### TEXT SEGMENT
Saturday, April 28, 2007

Spending Money Where You Sleep

Hotels charge you for the room and hope to recoup the cost of utilities, staff, maintenance, supplies, taxes, rent, insurance and on and on. They hope to get another little margin of profit from honor bars, in-house bars and eateries, parking, gift shops and such.

Our two main hotels for our Western adventure of 2007 were the El Dorado Hotel and Spa in Santa Fe and the Valley Ho Hotel and Spa in Scottsdale.

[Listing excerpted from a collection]
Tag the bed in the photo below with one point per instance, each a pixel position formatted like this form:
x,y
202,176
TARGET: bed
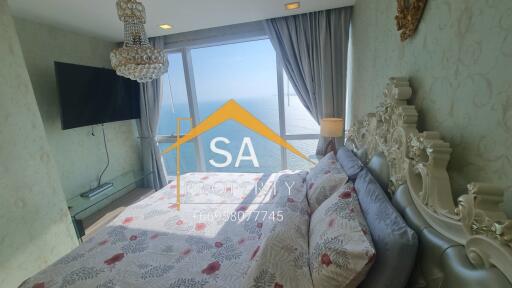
x,y
262,230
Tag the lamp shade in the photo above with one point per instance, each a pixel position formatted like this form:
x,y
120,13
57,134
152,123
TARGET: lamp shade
x,y
332,127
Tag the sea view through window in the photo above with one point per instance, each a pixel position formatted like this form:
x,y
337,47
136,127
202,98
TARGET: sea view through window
x,y
200,80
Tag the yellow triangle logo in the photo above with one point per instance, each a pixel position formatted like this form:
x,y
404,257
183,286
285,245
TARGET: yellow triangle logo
x,y
233,111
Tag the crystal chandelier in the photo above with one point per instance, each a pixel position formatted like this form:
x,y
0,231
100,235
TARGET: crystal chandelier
x,y
137,59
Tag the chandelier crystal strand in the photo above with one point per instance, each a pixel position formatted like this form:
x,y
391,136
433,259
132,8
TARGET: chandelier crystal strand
x,y
137,59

### PROBLEMS TO WORK ON
1 – Translate this sentence from the hotel spending post into Spanish: "Our two main hotels for our Western adventure of 2007 were the El Dorado Hotel and Spa in Santa Fe and the Valley Ho Hotel and Spa in Scottsdale."
2 – Pick up the hotel spending post after its final sentence and carry it forward by one paragraph.

### ANSWERS
1 – Nuestros dos hoteles principales durante nuestra aventura por el Oeste en 2007 fueron El Dorado Hotel and Spa, en Santa Fe, y Valley Ho Hotel and Spa, en Scottsdale.

2 –
The El Dorado hoped to get thirty or forty dollars extra during our stay for the use of the Internet. Only it didn't work in our room and it was inconvenient to change rooms when they offered. I felt a little put out at them over that. OK, a lot put out. FFP had a massage in the spa (in fact he was getting it when they offered the room change which was after I'd found a cafe and checked email) but other than that we didn't give them one penny more than the room rate (which was plenty) and the taxes and the eighteen US dollars a day to park. We eschewed the mini bar. We didn't dine in their fancy restaurant (although the menu posted looked good). We didn't have drinks in their rather cold and cavernous lobby lounge. We didn't order room service and drank the (free) coffee from the little pot in the room. We went to the Internet Cafe pictured for free Internet access and bought coffee and other drinks from the cafe. We ate and drank at other restaurants.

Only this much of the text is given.